-- DIRECTIONS --
Print the data once more, exactly as supplied.

-- INPUT --
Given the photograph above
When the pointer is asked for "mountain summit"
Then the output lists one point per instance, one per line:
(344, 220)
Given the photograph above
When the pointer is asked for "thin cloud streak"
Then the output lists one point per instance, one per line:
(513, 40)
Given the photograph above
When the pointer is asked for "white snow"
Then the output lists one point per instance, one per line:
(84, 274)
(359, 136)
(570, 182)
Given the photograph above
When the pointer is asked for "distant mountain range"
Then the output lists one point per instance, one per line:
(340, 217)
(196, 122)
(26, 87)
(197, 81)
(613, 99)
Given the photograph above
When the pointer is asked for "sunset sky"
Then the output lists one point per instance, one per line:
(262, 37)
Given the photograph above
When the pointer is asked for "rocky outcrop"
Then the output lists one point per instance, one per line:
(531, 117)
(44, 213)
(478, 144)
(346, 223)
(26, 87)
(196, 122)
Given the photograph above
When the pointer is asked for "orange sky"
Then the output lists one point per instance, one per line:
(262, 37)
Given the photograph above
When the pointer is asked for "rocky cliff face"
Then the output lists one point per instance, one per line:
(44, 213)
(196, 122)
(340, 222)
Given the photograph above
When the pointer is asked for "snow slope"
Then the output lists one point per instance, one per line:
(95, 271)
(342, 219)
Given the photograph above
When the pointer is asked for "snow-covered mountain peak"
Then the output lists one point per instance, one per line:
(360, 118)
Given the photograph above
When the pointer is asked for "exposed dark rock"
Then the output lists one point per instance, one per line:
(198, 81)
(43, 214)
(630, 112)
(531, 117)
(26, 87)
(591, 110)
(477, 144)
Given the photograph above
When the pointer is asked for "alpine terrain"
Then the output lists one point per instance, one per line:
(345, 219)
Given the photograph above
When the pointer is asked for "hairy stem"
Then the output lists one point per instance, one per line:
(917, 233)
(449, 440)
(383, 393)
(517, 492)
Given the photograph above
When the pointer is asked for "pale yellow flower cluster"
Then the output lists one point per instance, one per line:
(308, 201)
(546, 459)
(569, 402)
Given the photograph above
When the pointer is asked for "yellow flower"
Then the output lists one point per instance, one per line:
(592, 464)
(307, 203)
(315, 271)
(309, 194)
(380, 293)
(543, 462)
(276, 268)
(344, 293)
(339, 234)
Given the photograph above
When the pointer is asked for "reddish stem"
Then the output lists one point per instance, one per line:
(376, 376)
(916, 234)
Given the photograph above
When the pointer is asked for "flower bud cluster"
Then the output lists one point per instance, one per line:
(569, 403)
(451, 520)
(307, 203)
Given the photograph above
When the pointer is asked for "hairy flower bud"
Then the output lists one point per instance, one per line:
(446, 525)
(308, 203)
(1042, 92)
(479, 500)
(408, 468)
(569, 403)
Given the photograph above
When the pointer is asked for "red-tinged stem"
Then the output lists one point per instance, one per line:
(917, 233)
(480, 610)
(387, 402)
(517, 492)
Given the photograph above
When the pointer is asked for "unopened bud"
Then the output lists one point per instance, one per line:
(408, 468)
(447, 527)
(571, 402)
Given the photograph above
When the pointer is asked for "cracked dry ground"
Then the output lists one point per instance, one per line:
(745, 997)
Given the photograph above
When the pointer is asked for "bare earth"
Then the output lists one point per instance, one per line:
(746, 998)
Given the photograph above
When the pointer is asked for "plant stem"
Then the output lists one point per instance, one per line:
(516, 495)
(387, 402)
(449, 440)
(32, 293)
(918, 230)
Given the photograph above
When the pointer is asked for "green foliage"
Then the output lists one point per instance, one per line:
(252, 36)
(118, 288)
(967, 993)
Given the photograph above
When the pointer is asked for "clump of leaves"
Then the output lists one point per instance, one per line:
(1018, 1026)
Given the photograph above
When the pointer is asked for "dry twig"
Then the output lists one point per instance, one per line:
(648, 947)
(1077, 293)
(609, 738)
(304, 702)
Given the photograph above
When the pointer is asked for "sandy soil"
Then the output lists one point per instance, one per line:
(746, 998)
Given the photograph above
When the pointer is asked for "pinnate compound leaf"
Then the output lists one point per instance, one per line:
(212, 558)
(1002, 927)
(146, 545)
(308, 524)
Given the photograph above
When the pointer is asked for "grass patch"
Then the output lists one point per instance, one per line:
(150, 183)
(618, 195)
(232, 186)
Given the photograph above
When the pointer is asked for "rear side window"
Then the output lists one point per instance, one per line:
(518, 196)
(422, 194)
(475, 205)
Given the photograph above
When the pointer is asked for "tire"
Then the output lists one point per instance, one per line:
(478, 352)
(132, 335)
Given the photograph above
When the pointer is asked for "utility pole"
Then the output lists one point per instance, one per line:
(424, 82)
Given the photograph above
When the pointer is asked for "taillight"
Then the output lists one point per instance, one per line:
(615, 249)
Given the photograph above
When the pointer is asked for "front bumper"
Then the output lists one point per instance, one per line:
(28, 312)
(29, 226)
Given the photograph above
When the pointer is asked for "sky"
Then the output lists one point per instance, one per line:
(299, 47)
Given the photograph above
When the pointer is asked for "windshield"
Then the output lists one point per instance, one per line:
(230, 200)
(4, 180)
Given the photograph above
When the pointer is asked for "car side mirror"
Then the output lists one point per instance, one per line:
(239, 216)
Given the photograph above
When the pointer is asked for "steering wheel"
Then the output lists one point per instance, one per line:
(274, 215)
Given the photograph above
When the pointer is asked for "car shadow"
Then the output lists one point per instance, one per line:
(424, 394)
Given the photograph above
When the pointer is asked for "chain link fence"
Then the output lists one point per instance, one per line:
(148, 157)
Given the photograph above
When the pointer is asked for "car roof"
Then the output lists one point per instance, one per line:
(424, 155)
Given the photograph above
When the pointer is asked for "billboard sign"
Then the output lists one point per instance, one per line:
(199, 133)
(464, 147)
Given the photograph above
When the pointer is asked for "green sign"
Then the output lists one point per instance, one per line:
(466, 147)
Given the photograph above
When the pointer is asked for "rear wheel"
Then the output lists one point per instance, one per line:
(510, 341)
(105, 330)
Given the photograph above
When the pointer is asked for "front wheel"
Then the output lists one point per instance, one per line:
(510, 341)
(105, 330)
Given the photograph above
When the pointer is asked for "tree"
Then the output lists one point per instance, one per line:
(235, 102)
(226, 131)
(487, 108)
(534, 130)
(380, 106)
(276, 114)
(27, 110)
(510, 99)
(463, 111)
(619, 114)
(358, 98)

-- SOLUTION TO THE PROBLEM --
Given the photograph above
When the pointer is asked for "mountain summit"
Then the output lists one point per instance, one per line:
(344, 220)
Given the photograph above
When the pointer is asked for "thin cloud streak"
Then the output lists one point per instance, one per line:
(513, 40)
Given the photograph above
When the pointer is asked for "white snow"
Then the output lists one point per instance, one per line:
(84, 274)
(359, 136)
(570, 182)
Given the photograph above
When the pointer is asked for "distant mountain range"
Then the output lists one point per instance, one per line:
(340, 217)
(196, 122)
(26, 87)
(197, 81)
(613, 99)
Given the photograph above
When the pointer is asked for "sunset sky"
Then the output lists one point per instance, one per line:
(262, 37)
Given the photograph above
When the pointer is asked for "rocky outcrop"
Then the output lists one point per instance, one per line:
(531, 117)
(44, 213)
(478, 144)
(346, 223)
(26, 87)
(196, 122)
Given the photograph above
When the pointer is asked for "orange sky"
Then the output lists one point per instance, one per line:
(262, 37)
Given the photograph above
When the pointer is asked for "rocky cliff face"
Then the output lists one point per instance, one per line:
(44, 213)
(196, 122)
(340, 222)
Given the photograph above
When the pointer is asked for "snow slope"
Then the output lists one point per instance, one per line:
(95, 271)
(342, 219)
Given the photograph above
When the pointer is asked for "snow-covered mountain peak"
Then the output lists one point per instance, one per line:
(360, 118)
Given the photograph above
When the pointer is asked for "exposed dark rock"
Then the output lists one point per instance, one per line:
(198, 81)
(43, 214)
(630, 112)
(531, 117)
(26, 87)
(591, 110)
(477, 144)
Given the photograph above
When the pointer is asked for "alpine terrain"
Then the output lists one point per instance, one per line:
(345, 219)
Given the photograph above
When the pointer is asked for "hairy stem"
Then the output lists one point per instance, one per line:
(917, 233)
(449, 440)
(383, 393)
(517, 492)
Given the photograph above
When the pointer is asked for "pale yellow flower cluster"
Then the output lists one point per instance, one per line:
(308, 201)
(546, 459)
(569, 402)
Given the photograph above
When the pointer is asked for "yellow flower"
Then the output lists one point per instance, one per line:
(592, 464)
(307, 203)
(315, 271)
(309, 194)
(380, 293)
(543, 462)
(276, 268)
(344, 293)
(339, 234)
Given the photograph above
When the pointer is asked for "reddish stem"
Then the output lists one point per instance, one per line:
(376, 376)
(916, 234)
Given the photograph above
When the pointer is asked for "flower bud cluster"
Then the output lists one point per instance, one per line:
(569, 403)
(451, 520)
(307, 203)
Given the photograph above
When the pointer is asked for "hairy flower bud"
Then the output lists one point per instance, one per line:
(446, 525)
(308, 203)
(1042, 92)
(479, 500)
(408, 468)
(569, 403)
Given the photograph above
When the pointer is asked for "red-tinged stem"
Then the output lists one point per instance, one per line:
(917, 233)
(480, 610)
(387, 402)
(517, 492)
Given the photograph above
When the pointer is asked for "unopened bud"
Then the output lists one point per instance, one per line:
(408, 468)
(447, 527)
(571, 402)
Given the photograph above
When the pointer is asked for "cracked dry ground"
Then the output lists one point per instance, one per line:
(745, 997)
Given the photograph above
When the pointer is asked for "bare earth"
Then the output lists one point per instance, one per line:
(746, 998)
Given the photograph above
When the pointer is asked for "plant stem"
Then the output lists one point per instance, one per line:
(516, 495)
(387, 402)
(449, 440)
(32, 293)
(918, 230)
Given the photograph above
When the pointer is asked for "green foliage"
Then the output lists one point per instance, one per line:
(252, 36)
(118, 288)
(967, 993)
Given the photograph above
When the pointer is asked for "clump of leaves"
Then the output lists one point per instance, one per line:
(1018, 1026)
Given the photograph above
When the pointer is asked for "dry twig"
Then the output lists one point per instance, one per line:
(648, 947)
(1077, 293)
(609, 738)
(304, 702)
Given the photograph above
When the pointer is asked for "sandy soil"
Then the output lists one point per instance, one per line:
(746, 998)
Given the photograph above
When the pointer is asked for "pinnate compound leaf"
Then the output lists one point per instance, one per line:
(212, 558)
(1002, 927)
(146, 545)
(308, 524)
Given the photograph above
When the pointer is asked for "grass patch"
Then the output lists one point per instance, one per line:
(150, 183)
(618, 195)
(232, 186)
Given the photograph above
When the pointer is asked for "rear side window"
Then the output lists one point per instance, one per line:
(518, 196)
(422, 194)
(475, 205)
Given the photograph above
When the pointer is asked for "tire"
Then the output lists one point per instance, one per line:
(478, 352)
(132, 335)
Given the photograph above
When the pointer is asked for "utility pole"
Then the output lists one point per instance, one per line:
(424, 82)
Given the photograph above
When the pointer is asked for "taillight"
Then the output lists one point per instance, one per line:
(615, 249)
Given the photograph above
When the pointer is asked for "front bumper"
Then the output lists one point per instance, one per line:
(28, 312)
(29, 226)
Given the photograph above
When the pointer is asked for "sky"
Then the output lists one point per instance, one per line:
(299, 47)
Given the photograph above
When the pointer is asked for "windshield"
Then the output lists one point per instance, one per line:
(230, 200)
(4, 180)
Given the photograph above
When the pointer is asked for "car side mirror"
Then the output lists one point per instance, one per line:
(239, 216)
Given the photograph above
When the pointer is asked for "steering wheel"
Then the output lists one point per instance, one per line:
(274, 215)
Given the photograph above
When the pointer is asked for "car shadow"
Then the output lists one point per instance, one per line:
(424, 394)
Given the photograph above
When the pointer is asked for "chain link fence"
Then the output lists one point per instance, one per line:
(148, 157)
Given the photograph above
When the pointer is asked for "car roof"
Then the output lists one point per instance, one per line:
(424, 155)
Given the photograph above
When the pointer is asked for "billboard sign"
Then the output lists one point per instance, one per line:
(199, 133)
(464, 147)
Given the photograph above
When the pointer is asked for "green sign"
Then the output lists one point per instance, one per line:
(466, 147)
Given the photograph above
When the pointer is asked for "rear wheel"
Then the output lists one point per instance, one per line:
(510, 341)
(105, 330)
Given the photograph above
When the pointer is asked for "front wheel"
Then the output lists one point per instance, one per line:
(510, 341)
(105, 330)
Given the photograph above
When the pointer is asked for "tree"
Then the output lists one point per instance, one per line:
(235, 102)
(226, 131)
(487, 108)
(534, 130)
(380, 106)
(276, 114)
(27, 110)
(510, 99)
(463, 111)
(619, 114)
(358, 98)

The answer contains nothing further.